EXTRACT TO READ Block Start

After Colorado, Oregon, Washington and Alaska, is Maine next in line to completely legalize marijuana? That’s the hope of the Campaign to Regulate Marijuana like Alcohol, an activist group petitioning for marijuana regulation in this state. Last week, the group filed initial paperwork to get the question on ballot papers in the 2016 election. Whether or not Mainers ever vote on the issue is contingent upon the Secretary of State’s approval and the proponents collecting 62,000 signatures. If current national trends play out here as they have in other states, it seems very likely that Maine will legalize marijuana next November.

At a federal level, by contrast, legalization is a long way off. Under current law, marijuana is classified as a Schedule I substance, the category reserved for the most dangerous narcotics that, according to the Drug Enforcement Administration, “have no currently accepted medical use in the United States, a lack of accepted safety for use under medical supervision, and a high potential for abuse.” 

When we talk about marijuana legalization, we should not approach the issue from the standpoint that it will only help people who want to get high. To think about marijuana purely in terms of its psychoactive properties is to ignore the plant’s extraordinary medical potential. Cannabis-derived medicines are used to treat chemotherapy-induced nausea, cancer cells, migraines, Crohn’s disease and multiple sclerosis. Studies overseas are currently underway to determine the effectiveness of high-CBD strains of marijuana in treating childhood epilepsy; thus far, the results look promising. 

Associate Professor of Visual Arts Mike Kolster and his wife Christy Shake have seen the impact of high-CBD marijuana on their son, Calvin, who has suffered from epilepsy since he was two years old. Over the years, they tried different diets and countless drugs, none of which helped to effectively reduce the occurrence of his seizures. When Calvin was on one of his most powerful cocktail of antiepileptic drugs, he still suffered up to 12 seizures a month. Although the drugs help mitigate the worst effects of seizures, they also smother brain activity and in some cases exacerbate epilepsy’s impact on cognitive development. Since switching to a mix of two drugs and two cannabis oils, Calvin suffers far fewer seizures (down to three or four a month). What’s more, Shake says that he now enjoys “improved sleep, improved mood, improved focus and less hyperactivity,” which has allowed her to “wean him off of 70 percent of his benzodiazepine.” While one family’s example cannot compare to the rigors of a thorough clinical study, Shake and Kolster have noted that medical marijuana has had a noticeable impact on their son’s well-being.

EXTRACT TO READ Block End
SUPPLIED DATA Block Start

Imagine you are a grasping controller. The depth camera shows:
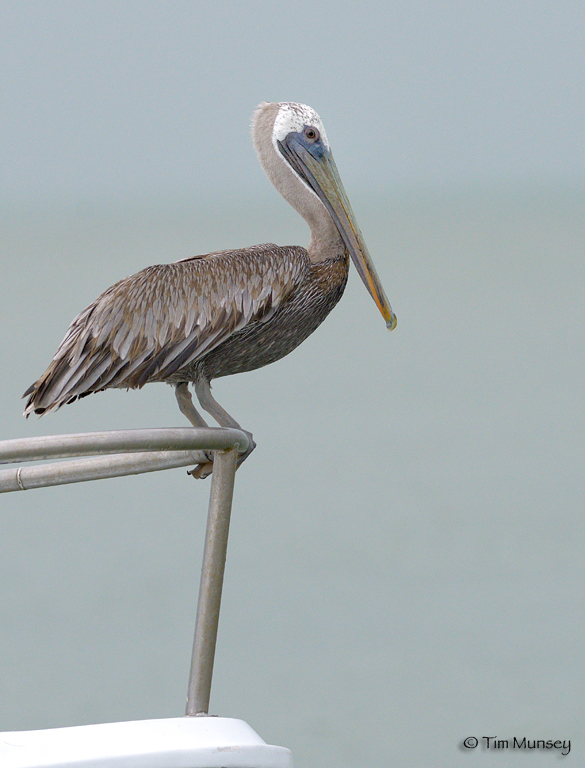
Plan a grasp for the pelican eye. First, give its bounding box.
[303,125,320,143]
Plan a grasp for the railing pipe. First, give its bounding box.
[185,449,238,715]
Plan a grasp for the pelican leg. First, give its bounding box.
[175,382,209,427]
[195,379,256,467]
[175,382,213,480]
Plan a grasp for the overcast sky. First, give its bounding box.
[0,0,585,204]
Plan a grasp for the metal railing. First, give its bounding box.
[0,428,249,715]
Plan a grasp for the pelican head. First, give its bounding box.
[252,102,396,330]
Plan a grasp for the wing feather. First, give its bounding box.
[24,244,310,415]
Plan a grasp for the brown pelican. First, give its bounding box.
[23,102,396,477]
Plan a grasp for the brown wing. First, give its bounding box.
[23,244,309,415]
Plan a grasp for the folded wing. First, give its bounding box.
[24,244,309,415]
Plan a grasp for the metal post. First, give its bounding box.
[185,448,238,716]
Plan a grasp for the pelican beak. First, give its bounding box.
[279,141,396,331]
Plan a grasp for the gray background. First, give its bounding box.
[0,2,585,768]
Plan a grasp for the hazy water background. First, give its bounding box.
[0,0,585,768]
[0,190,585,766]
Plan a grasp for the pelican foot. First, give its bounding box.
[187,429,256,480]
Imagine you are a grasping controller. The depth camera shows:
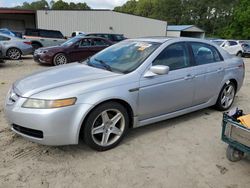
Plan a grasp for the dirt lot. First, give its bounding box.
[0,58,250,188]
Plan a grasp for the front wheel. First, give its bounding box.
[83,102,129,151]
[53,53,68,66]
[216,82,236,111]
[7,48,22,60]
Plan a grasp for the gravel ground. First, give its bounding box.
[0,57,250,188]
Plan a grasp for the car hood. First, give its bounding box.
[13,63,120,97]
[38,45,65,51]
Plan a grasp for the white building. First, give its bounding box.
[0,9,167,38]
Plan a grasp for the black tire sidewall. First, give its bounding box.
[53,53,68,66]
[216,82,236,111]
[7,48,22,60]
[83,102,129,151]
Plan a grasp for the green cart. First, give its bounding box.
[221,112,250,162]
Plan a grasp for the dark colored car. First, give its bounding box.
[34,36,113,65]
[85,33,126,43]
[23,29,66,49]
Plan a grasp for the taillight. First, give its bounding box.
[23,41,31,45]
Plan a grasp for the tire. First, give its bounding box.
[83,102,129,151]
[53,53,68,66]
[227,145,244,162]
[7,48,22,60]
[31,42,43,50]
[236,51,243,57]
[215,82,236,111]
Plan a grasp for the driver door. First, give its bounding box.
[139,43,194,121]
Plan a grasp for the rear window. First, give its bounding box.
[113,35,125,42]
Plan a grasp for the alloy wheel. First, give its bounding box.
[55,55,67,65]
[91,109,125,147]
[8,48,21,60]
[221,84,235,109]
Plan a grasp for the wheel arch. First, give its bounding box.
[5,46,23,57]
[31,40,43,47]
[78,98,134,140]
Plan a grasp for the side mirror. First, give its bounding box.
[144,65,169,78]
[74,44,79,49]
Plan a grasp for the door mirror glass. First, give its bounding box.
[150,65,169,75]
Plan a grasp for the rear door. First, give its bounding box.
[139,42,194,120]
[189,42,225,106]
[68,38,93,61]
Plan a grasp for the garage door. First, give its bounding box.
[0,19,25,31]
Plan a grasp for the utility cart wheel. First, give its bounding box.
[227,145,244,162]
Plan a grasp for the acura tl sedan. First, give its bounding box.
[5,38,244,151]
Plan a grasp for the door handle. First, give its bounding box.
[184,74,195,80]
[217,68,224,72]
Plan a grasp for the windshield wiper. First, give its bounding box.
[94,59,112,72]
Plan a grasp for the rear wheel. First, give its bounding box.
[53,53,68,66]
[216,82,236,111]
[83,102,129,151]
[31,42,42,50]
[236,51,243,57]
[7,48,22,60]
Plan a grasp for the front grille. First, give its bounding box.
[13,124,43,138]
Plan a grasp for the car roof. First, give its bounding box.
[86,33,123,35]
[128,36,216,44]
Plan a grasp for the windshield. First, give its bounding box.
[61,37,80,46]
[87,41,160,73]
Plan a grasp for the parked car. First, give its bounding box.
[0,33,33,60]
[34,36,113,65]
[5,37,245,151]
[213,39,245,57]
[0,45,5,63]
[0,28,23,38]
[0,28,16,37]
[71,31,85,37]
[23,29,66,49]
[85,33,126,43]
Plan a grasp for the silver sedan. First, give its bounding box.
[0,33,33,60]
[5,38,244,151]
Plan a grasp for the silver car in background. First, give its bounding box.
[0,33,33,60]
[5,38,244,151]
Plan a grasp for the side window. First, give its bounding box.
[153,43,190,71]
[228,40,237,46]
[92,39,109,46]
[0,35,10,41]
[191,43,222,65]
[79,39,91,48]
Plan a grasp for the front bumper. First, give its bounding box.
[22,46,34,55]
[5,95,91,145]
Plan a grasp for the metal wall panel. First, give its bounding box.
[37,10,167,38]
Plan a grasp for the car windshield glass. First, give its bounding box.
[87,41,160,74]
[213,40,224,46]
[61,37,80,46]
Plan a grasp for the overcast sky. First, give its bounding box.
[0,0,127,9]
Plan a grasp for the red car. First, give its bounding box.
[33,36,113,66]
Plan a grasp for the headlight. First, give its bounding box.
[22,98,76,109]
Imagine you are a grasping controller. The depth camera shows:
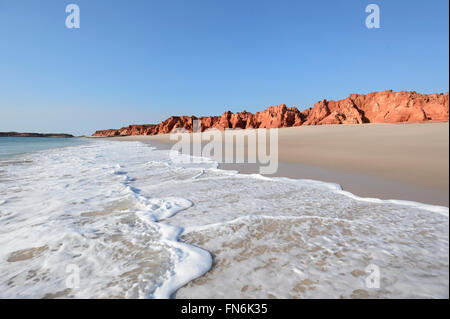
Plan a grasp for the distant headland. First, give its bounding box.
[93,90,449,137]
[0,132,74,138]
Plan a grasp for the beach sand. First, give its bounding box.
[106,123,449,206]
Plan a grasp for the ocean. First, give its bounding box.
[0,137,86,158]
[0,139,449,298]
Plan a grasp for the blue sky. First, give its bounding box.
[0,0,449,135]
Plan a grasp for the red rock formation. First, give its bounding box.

SUPPLIED DATA Block End

### [ACTIONS TO TAKE]
1. Translate this sentence from the article on marijuana legalization into Spanish: "Cannabis-derived medicines are used to treat chemotherapy-induced nausea, cancer cells, migraines, Crohn’s disease and multiple sclerosis."
2. Print the passage of the article on marijuana legalization from "When we talk" to "results look promising.".
3. According to the article on marijuana legalization, how many signatures must the proponents collect for Mainers to vote on the issue?

### [RESPONSES BY ITEM NUMBER]
1. Los medicamentos derivados del cannabis se usan para tratar las náuseas inducidas por la quimioterapia, las células cancerosas, las migrañas, la enfermedad de Crohn y la esclerosis múltiple.

2.
When we talk about marijuana legalization, we should not approach the issue from the standpoint that it will only help people who want to get high. To think about marijuana purely in terms of its psychoactive properties is to ignore the plant’s extraordinary medical potential. Cannabis-derived medicines are used to treat chemotherapy-induced nausea, cancer cells, migraines, Crohn’s disease and multiple sclerosis. Studies overseas are currently underway to determine the effectiveness of high-CBD strains of marijuana in treating childhood epilepsy; thus far, the results look promising.

3. 62,000 signatures.